The output should consist solely of the line containing "Target: wooden connector piece" and all lines after it through the final line of the entries below, reproduced exactly.
** Opening Records for this task block **
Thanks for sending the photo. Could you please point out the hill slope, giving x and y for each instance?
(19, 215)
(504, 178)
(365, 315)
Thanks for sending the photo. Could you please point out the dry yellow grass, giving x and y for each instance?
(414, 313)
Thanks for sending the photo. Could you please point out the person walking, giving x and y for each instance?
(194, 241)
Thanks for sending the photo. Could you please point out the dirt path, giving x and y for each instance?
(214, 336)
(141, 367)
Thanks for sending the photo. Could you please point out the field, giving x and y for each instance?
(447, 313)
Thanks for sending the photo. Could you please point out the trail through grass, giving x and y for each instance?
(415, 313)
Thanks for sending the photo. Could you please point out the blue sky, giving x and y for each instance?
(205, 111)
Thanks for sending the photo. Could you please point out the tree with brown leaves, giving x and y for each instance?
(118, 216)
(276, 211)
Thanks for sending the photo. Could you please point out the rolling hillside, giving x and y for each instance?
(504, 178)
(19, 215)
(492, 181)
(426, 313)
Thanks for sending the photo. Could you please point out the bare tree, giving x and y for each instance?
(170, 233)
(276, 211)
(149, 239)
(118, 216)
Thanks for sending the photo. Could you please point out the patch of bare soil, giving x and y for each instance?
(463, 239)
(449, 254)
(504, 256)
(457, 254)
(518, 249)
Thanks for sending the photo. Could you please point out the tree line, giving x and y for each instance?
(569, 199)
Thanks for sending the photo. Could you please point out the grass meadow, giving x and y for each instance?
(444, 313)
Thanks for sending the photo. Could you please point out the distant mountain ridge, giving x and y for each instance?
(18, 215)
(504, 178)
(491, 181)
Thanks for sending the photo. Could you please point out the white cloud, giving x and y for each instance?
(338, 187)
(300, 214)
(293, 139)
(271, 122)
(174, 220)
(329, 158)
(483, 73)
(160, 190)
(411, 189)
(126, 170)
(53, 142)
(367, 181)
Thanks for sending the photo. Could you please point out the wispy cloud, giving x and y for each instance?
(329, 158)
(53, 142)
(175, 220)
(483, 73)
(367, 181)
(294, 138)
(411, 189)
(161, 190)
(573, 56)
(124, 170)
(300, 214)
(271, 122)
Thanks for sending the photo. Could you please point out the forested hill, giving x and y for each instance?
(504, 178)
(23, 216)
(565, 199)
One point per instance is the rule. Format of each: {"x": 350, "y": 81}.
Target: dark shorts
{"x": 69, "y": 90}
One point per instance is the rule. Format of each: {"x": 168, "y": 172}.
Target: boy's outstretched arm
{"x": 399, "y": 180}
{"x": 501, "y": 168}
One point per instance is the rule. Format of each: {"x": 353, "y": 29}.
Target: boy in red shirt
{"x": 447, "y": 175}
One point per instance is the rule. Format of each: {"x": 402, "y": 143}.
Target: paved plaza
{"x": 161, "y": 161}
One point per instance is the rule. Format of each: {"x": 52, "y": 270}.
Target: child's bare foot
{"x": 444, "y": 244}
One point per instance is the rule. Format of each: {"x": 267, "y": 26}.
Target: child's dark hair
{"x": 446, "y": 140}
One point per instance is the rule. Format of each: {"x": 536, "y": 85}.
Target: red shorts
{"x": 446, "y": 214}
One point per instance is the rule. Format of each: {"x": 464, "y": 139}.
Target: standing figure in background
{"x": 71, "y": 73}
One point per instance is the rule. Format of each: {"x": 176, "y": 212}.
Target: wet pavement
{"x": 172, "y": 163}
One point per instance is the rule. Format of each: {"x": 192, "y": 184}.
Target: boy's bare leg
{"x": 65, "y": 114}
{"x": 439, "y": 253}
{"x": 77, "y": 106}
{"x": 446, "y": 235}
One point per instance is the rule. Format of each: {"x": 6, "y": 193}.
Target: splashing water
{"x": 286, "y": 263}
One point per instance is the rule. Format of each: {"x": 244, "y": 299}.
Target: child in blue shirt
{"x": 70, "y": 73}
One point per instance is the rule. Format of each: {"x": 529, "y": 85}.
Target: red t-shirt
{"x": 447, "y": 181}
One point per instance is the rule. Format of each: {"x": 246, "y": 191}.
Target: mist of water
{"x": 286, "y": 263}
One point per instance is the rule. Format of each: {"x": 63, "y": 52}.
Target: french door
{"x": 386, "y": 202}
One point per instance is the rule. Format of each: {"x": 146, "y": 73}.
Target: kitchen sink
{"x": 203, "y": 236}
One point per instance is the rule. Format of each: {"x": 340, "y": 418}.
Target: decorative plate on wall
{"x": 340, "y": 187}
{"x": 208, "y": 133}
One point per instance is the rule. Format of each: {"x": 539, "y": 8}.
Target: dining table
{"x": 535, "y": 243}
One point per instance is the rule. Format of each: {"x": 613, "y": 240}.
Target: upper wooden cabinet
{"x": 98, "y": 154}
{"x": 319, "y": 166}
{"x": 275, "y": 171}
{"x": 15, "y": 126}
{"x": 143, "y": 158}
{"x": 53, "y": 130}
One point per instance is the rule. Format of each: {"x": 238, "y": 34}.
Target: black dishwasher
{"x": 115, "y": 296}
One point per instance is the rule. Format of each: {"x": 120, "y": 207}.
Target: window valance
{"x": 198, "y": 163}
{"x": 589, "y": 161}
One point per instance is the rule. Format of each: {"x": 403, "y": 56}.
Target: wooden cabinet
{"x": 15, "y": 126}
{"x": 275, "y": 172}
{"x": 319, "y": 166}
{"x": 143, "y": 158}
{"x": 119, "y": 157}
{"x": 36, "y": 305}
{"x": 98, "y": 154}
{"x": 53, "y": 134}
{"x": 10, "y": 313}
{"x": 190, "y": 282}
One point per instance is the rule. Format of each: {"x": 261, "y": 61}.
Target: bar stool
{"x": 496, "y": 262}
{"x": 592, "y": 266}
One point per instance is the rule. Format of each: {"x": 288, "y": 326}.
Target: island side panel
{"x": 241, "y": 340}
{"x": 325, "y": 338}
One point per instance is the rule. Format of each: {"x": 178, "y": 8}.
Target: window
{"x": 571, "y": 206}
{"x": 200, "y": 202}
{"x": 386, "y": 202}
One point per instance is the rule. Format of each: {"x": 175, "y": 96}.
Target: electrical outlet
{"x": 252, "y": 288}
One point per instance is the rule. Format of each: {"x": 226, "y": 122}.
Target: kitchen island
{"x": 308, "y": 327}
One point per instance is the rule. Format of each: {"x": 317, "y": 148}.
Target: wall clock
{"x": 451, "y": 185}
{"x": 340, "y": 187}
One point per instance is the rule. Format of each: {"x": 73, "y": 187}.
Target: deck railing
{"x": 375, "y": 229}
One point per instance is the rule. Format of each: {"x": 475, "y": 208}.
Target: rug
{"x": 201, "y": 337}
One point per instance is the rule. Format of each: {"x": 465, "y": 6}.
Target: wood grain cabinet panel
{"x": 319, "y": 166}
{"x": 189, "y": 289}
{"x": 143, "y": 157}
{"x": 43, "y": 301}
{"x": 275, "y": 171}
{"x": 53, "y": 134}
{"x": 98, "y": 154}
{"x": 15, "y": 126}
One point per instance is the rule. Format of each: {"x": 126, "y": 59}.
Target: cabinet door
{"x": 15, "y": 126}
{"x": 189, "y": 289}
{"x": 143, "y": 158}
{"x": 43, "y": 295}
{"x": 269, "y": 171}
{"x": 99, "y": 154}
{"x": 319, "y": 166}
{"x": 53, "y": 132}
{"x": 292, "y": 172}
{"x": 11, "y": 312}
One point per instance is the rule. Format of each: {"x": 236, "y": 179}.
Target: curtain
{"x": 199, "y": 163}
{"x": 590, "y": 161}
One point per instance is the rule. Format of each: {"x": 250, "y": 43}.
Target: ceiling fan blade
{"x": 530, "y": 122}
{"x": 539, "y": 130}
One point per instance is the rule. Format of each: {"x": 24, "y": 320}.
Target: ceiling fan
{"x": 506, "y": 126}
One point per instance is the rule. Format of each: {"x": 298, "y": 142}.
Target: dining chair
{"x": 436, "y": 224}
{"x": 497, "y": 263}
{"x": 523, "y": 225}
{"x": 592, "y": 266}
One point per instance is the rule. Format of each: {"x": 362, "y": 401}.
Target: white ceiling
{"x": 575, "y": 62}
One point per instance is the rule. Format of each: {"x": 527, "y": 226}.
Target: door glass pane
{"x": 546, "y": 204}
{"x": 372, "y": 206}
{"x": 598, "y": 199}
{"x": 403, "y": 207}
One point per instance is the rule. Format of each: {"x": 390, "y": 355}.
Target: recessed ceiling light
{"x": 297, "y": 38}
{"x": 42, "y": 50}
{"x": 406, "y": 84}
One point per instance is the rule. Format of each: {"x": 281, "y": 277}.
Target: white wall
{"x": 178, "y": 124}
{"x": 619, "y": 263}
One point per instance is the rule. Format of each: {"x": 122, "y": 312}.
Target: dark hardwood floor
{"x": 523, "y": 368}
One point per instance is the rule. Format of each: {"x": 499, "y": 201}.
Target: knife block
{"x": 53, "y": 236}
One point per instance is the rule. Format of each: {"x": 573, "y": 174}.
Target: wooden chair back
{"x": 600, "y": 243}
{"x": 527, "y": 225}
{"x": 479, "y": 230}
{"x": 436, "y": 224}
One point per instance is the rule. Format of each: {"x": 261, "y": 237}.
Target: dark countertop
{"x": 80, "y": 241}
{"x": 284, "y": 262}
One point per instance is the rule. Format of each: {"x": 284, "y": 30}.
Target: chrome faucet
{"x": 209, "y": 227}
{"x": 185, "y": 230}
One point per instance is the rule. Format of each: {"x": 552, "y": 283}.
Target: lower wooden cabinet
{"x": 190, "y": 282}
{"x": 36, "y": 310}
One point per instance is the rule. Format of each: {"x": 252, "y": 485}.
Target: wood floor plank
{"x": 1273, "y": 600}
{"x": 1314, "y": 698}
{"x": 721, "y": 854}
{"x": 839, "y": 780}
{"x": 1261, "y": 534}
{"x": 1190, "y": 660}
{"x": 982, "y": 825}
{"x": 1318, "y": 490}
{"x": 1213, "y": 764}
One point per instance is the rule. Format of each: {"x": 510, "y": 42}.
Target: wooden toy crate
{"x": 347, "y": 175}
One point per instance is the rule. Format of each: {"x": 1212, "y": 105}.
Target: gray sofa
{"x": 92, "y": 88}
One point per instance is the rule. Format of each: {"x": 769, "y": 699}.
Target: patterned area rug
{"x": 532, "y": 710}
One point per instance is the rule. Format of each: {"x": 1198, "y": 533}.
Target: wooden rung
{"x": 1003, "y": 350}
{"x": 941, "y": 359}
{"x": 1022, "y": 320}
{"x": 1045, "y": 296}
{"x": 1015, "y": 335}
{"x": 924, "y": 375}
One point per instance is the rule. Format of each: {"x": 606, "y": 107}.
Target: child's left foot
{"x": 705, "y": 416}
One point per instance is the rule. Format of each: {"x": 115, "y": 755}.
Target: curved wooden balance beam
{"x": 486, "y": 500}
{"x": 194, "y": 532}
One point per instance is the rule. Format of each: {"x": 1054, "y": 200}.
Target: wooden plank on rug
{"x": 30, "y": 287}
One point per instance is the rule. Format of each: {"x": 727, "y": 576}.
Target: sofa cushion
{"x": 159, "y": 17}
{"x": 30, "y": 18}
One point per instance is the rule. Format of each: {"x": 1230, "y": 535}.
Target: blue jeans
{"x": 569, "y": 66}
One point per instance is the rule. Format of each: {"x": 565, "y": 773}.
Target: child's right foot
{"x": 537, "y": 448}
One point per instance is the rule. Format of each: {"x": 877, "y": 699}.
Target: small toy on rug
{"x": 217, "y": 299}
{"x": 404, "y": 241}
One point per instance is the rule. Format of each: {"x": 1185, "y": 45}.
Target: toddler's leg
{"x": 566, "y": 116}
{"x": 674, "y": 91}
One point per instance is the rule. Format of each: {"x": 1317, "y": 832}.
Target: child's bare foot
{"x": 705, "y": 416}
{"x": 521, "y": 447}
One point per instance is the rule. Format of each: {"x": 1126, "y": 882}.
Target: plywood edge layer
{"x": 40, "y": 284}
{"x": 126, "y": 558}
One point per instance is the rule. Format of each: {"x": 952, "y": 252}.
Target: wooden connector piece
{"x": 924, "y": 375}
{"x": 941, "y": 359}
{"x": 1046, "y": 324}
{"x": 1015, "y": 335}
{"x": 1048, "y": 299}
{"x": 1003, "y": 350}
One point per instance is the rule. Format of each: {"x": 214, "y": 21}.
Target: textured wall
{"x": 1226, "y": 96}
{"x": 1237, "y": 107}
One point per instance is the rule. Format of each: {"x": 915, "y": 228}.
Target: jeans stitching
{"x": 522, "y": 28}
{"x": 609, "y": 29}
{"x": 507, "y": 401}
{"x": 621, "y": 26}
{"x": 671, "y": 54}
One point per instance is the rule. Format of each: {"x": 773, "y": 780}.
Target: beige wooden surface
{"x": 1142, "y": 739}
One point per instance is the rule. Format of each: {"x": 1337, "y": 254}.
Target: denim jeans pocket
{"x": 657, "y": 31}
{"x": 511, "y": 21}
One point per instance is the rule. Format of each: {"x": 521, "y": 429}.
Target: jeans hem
** Closing Records for this task block **
* [Exercise response]
Target: wooden connector piece
{"x": 924, "y": 375}
{"x": 941, "y": 359}
{"x": 1046, "y": 324}
{"x": 1015, "y": 335}
{"x": 1048, "y": 299}
{"x": 1003, "y": 350}
One point per instance is the rule. Format of each: {"x": 214, "y": 21}.
Target: textured wall
{"x": 1226, "y": 96}
{"x": 1237, "y": 107}
One point per instance is the rule. Format of each: {"x": 915, "y": 228}.
Target: jeans stitching
{"x": 522, "y": 28}
{"x": 609, "y": 29}
{"x": 507, "y": 401}
{"x": 621, "y": 26}
{"x": 671, "y": 54}
One point per instance is the rule. Format of each: {"x": 773, "y": 780}.
Target: beige wooden surface
{"x": 1142, "y": 739}
One point per instance is the rule. Format of each: {"x": 1337, "y": 254}.
Target: denim jeans pocket
{"x": 657, "y": 31}
{"x": 511, "y": 21}
One point per instance is the rule. Format of each: {"x": 521, "y": 429}.
Target: jeans hem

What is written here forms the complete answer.